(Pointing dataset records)
--- Begin ---

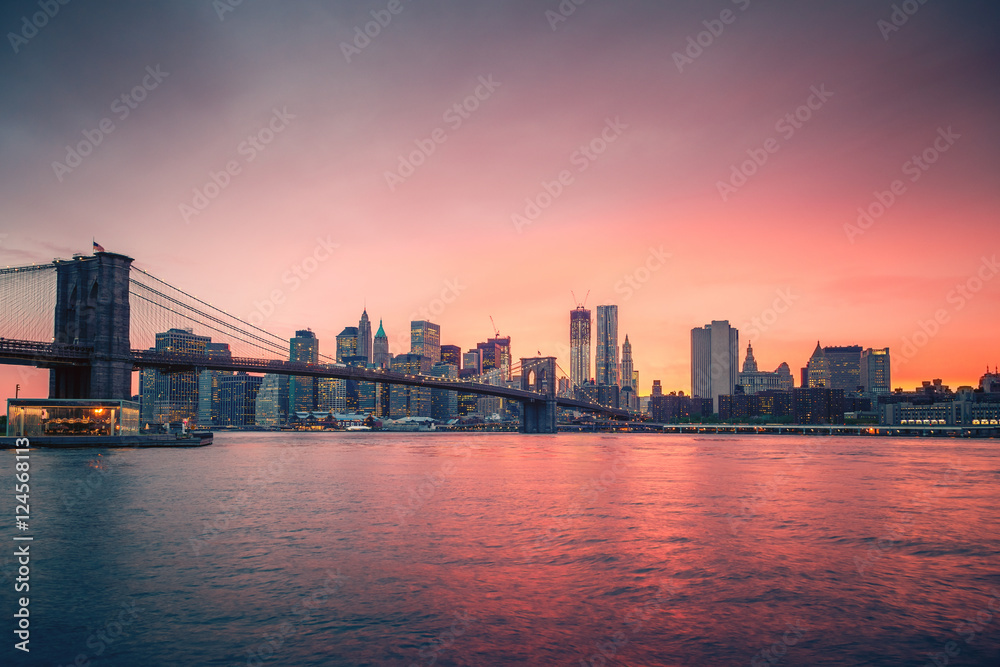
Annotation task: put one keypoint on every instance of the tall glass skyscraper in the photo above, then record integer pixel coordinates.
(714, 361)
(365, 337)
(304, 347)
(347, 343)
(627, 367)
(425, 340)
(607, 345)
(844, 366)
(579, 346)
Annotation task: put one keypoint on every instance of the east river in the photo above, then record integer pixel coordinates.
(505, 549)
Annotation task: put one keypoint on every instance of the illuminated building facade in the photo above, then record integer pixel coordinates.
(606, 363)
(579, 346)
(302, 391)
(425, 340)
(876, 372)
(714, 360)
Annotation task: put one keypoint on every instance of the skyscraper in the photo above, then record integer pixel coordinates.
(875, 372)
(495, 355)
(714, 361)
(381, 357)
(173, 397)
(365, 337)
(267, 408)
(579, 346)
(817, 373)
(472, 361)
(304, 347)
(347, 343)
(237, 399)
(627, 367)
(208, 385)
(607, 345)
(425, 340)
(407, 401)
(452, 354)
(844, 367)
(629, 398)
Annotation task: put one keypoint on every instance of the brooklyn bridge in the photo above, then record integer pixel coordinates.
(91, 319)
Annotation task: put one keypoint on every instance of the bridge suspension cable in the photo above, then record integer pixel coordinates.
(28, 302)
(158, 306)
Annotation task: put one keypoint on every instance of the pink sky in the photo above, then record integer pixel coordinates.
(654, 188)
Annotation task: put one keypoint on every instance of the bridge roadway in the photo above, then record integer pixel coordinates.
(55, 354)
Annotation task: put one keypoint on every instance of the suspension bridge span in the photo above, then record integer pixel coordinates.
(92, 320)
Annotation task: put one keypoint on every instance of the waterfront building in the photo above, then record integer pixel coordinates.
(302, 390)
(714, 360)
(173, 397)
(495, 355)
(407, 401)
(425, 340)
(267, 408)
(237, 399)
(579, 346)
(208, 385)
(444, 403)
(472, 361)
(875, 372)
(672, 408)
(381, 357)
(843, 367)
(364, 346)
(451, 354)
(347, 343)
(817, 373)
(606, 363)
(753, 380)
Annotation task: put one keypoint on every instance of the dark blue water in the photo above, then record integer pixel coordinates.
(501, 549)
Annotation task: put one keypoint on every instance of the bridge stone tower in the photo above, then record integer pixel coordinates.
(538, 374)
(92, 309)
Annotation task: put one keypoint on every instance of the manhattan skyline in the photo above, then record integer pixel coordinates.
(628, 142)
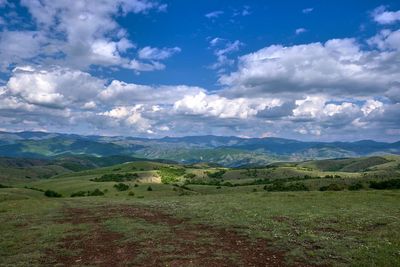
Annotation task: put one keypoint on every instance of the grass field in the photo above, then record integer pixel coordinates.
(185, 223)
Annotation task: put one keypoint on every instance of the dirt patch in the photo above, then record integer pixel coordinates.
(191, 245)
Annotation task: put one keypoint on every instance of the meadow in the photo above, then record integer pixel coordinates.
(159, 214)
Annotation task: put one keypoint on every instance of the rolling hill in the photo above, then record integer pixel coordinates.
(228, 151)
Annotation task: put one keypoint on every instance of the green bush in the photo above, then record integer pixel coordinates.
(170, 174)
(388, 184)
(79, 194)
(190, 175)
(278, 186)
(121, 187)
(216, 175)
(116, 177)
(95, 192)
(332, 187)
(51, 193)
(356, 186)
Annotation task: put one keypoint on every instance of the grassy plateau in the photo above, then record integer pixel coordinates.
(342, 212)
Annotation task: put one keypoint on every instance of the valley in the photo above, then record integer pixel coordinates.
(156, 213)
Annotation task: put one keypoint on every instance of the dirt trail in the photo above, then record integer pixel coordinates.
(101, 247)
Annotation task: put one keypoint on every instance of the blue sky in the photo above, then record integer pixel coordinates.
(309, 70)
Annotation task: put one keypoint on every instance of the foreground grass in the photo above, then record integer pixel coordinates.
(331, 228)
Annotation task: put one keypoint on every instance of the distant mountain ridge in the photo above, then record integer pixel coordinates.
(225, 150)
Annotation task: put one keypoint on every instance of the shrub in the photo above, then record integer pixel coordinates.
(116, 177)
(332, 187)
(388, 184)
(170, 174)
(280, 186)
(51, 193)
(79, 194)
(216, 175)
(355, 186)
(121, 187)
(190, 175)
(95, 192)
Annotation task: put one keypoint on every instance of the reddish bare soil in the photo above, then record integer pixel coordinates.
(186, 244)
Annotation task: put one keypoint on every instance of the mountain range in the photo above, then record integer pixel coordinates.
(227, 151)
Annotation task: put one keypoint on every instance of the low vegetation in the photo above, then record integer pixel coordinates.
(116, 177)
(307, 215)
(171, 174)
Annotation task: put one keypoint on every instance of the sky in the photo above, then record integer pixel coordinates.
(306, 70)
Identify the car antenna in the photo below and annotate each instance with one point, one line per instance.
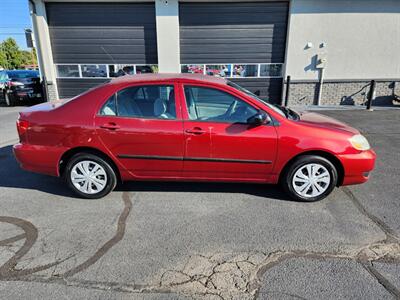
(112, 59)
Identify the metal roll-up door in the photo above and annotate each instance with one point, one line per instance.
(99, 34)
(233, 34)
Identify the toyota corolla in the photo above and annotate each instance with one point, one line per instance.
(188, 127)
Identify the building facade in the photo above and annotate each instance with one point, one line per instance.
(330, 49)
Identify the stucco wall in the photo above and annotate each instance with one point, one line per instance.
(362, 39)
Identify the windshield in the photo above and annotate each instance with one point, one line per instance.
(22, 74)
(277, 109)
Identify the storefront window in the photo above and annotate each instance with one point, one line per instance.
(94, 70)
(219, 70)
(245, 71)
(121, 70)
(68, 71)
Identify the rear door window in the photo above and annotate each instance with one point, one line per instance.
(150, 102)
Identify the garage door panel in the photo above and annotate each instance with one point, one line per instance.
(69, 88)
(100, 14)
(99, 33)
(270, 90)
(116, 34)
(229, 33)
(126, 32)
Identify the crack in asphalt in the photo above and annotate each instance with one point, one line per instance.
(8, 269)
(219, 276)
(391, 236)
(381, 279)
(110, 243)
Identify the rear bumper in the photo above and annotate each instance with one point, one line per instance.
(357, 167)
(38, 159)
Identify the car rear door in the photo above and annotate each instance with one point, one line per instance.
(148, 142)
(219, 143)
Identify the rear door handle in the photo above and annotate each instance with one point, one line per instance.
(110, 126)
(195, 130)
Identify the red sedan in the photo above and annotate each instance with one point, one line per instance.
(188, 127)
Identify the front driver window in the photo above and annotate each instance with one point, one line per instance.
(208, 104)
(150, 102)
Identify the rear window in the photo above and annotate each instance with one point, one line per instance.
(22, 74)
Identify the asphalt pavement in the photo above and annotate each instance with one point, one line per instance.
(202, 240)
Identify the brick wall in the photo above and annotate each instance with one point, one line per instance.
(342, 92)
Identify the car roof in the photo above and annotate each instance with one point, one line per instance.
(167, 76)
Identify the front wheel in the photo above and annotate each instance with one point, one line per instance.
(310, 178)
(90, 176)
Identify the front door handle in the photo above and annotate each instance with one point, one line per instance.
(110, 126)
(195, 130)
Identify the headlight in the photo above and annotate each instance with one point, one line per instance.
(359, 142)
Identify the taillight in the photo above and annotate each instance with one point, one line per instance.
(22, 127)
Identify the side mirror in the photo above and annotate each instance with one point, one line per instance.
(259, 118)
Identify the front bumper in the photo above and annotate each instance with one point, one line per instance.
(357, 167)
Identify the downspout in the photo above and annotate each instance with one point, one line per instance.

--- End ---

WORK TO DO> Omit the pictures and output all of the other material exactly.

CORRECT OUTPUT>
Annotation task: put one keypoint on every instance of the tall glass skyscraper in the photo above, then record integer pixel coordinates.
(714, 361)
(365, 337)
(304, 347)
(347, 343)
(627, 367)
(425, 340)
(607, 345)
(844, 366)
(579, 346)
Annotation task: put one keypoint on every instance of the east river in the photo above, then record integer pixel coordinates.
(505, 549)
Annotation task: put one keypoint on every instance of the illuminated building facade in the photo above, then record integer pixel coordinates.
(606, 363)
(579, 346)
(302, 391)
(425, 340)
(876, 372)
(714, 360)
Annotation task: put one keypoint on every instance of the skyscraper in the photo above, then record integer pixel coordinates.
(875, 372)
(495, 355)
(714, 361)
(381, 357)
(173, 397)
(365, 337)
(267, 408)
(579, 346)
(817, 373)
(472, 361)
(304, 347)
(347, 343)
(237, 399)
(627, 367)
(208, 385)
(607, 345)
(425, 340)
(407, 401)
(452, 354)
(844, 367)
(629, 398)
Annotation task: put one keypoint on every instance of the brooklyn bridge in the photo above, then record integer pixel coordinates.
(91, 319)
Annotation task: put one keypoint on every instance of the bridge suspension cable in the photo above, then record integer pixel coordinates.
(28, 302)
(158, 306)
Annotation task: put one keypoint on every instance of the pink sky in the photo above, then record integer pixel coordinates.
(654, 188)
Annotation task: put one keypoint on every instance of the bridge roadway in the photo above, then record integer pixel coordinates.
(55, 354)
Annotation task: put one keypoint on every instance of the suspension bridge span in the photo above, then record integer pixel coordinates.
(92, 320)
Annotation task: put one keypoint on every instance of the waterfront building in the photo above, then record integer pixel coordinates.
(302, 390)
(714, 360)
(173, 397)
(495, 355)
(407, 401)
(425, 340)
(267, 408)
(237, 399)
(579, 346)
(208, 385)
(444, 403)
(472, 361)
(875, 372)
(672, 408)
(381, 357)
(843, 367)
(364, 346)
(451, 354)
(347, 343)
(817, 373)
(606, 363)
(753, 380)
Annotation task: put one keypoint on every instance of the dark blue water in the photo above, then record integer pixel coordinates.
(501, 549)
Annotation task: put one keypoint on every instance of the bridge stone tower in the photo above, then record integer pixel coordinates.
(538, 374)
(92, 309)
Annotation task: put one keypoint on every instance of the manhattan skyline in the photo above, then record integer pixel coordinates.
(628, 142)
Annotation task: put one keypoint on every instance of the grass field in the photo above, then record integer pixel coordinates.
(185, 223)
Annotation task: put one keypoint on every instance of the dirt patch in the photo above, then record integer pixel coordinates.
(191, 245)
Annotation task: put one keypoint on every instance of the meadow in the photo above, then record integer pixel coordinates.
(159, 214)
Annotation task: put one keypoint on every instance of the rolling hill in the photo above, then record integer pixel coordinates.
(228, 151)
Annotation task: put one keypoint on every instance of the green bush in the photo above, then record integer pixel coordinates.
(170, 174)
(388, 184)
(79, 194)
(190, 175)
(278, 186)
(121, 187)
(216, 175)
(116, 177)
(95, 192)
(332, 187)
(51, 193)
(356, 186)
Annotation task: put one keypoint on every instance of the grassy plateau in the photo above, then record integer pixel coordinates.
(342, 212)
Annotation task: put one keypoint on every instance of the valley in the photo above, then record integer pixel coordinates.
(156, 213)
Annotation task: put one keypoint on every instance of the dirt trail in the photo above, then record integer pixel coordinates.
(101, 247)
Annotation task: put one keypoint on every instance of the blue sky in the photo above, then record integer pixel coordinates.
(309, 70)
Annotation task: put one keypoint on every instance of the foreground grass in the photo above, then record integer pixel coordinates.
(331, 228)
Annotation task: put one keypoint on every instance of the distant mountain ridge in the photo above, then record integer pixel coordinates.
(225, 150)
Annotation task: put one keypoint on every instance of the shrub in the photo above, then record integer pixel coordinates.
(116, 177)
(332, 187)
(388, 184)
(170, 174)
(280, 186)
(51, 193)
(79, 194)
(216, 175)
(355, 186)
(121, 187)
(190, 175)
(95, 192)
Annotation task: put one keypoint on every instance of the reddish bare soil in the photo above, then record integer pixel coordinates.
(186, 244)
Annotation task: put one keypoint on every instance of the mountain range in the photo above, then record integer pixel coordinates.
(227, 151)
Annotation task: put one keypoint on every instance of the low vegetation in the photo above, then record integer pixel coordinates.
(116, 177)
(307, 215)
(171, 174)
Annotation task: put one keypoint on every instance of the sky in the photo above, then record integer pixel coordinates.
(306, 70)
Identify the car antenna in the photo below and annotate each instance with one point, one line per instance.
(112, 59)
Identify the metal roll-up door in the photo above and annotate each instance with one point, one line per instance.
(99, 34)
(233, 34)
Identify the toyota corolla in the photo above and annotate each instance with one point, one line per instance.
(188, 127)
Identify the building facade in the photo above and annotate each instance with one point, one line per instance.
(330, 49)
Identify the stucco wall in the photo above and annotate each instance with one point, one line per instance.
(362, 39)
Identify the windshield in the photo above and annotate each instance with one point, one line per instance.
(22, 74)
(277, 109)
Identify the storefront window in the photo above and annotate each instance with one point, one line per instance.
(94, 70)
(219, 70)
(245, 71)
(121, 70)
(68, 71)
Identify the rear door window in the photo above and annotate each instance with one point, one line per instance.
(150, 102)
Identify the garage door panel in the photo above and annotate each instance with one point, one line per instance.
(69, 88)
(100, 14)
(99, 33)
(270, 90)
(116, 34)
(229, 33)
(126, 32)
Identify the crack in asphalt in the photo above and annotate each instance with one point, one line per instance.
(8, 269)
(219, 276)
(391, 236)
(381, 279)
(110, 243)
Identify the rear bumper in the photo above and annotate each instance with one point, one line per instance.
(357, 167)
(38, 159)
Identify the car rear door in the photo above and annotate each instance with one point, one line per instance.
(148, 142)
(219, 143)
Identify the rear door handle in the photo above and annotate each instance with one point, one line per instance.
(110, 126)
(195, 130)
Identify the red sedan in the photo above and annotate each instance with one point, one line per instance.
(188, 127)
Identify the front driver window in the photo above and annotate each instance with one point, one line per instance.
(208, 104)
(150, 102)
Identify the rear window in the photo above and annotate each instance with one point, one line per instance.
(22, 74)
Identify the asphalt pavement in the photo above and annotate each instance with one point, one line per instance.
(202, 240)
Identify the brick wall in the photo above and annotate each instance with one point, one line per instance.
(342, 92)
Identify the car roof in the photo above and annotate each instance with one point, one line per instance.
(167, 76)
Identify the front wheel in the photo above and annotate each instance with one point, one line per instance.
(310, 178)
(90, 176)
Identify the front door handle in the photo above and annotate each instance with one point, one line per instance.
(110, 126)
(195, 130)
Identify the headlight in the photo above and annotate each instance with one point, one line per instance.
(359, 142)
Identify the taillight in the photo above and annotate each instance with one point, one line per instance.
(22, 127)
Identify the side mirror in the photo above and annotate each instance with one point, one line per instance.
(259, 118)
Identify the front bumper in the photo above and annotate each instance with one point, one line per instance.
(357, 167)
Identify the downspout in the photo above and annotate each instance with one point, one line per instance.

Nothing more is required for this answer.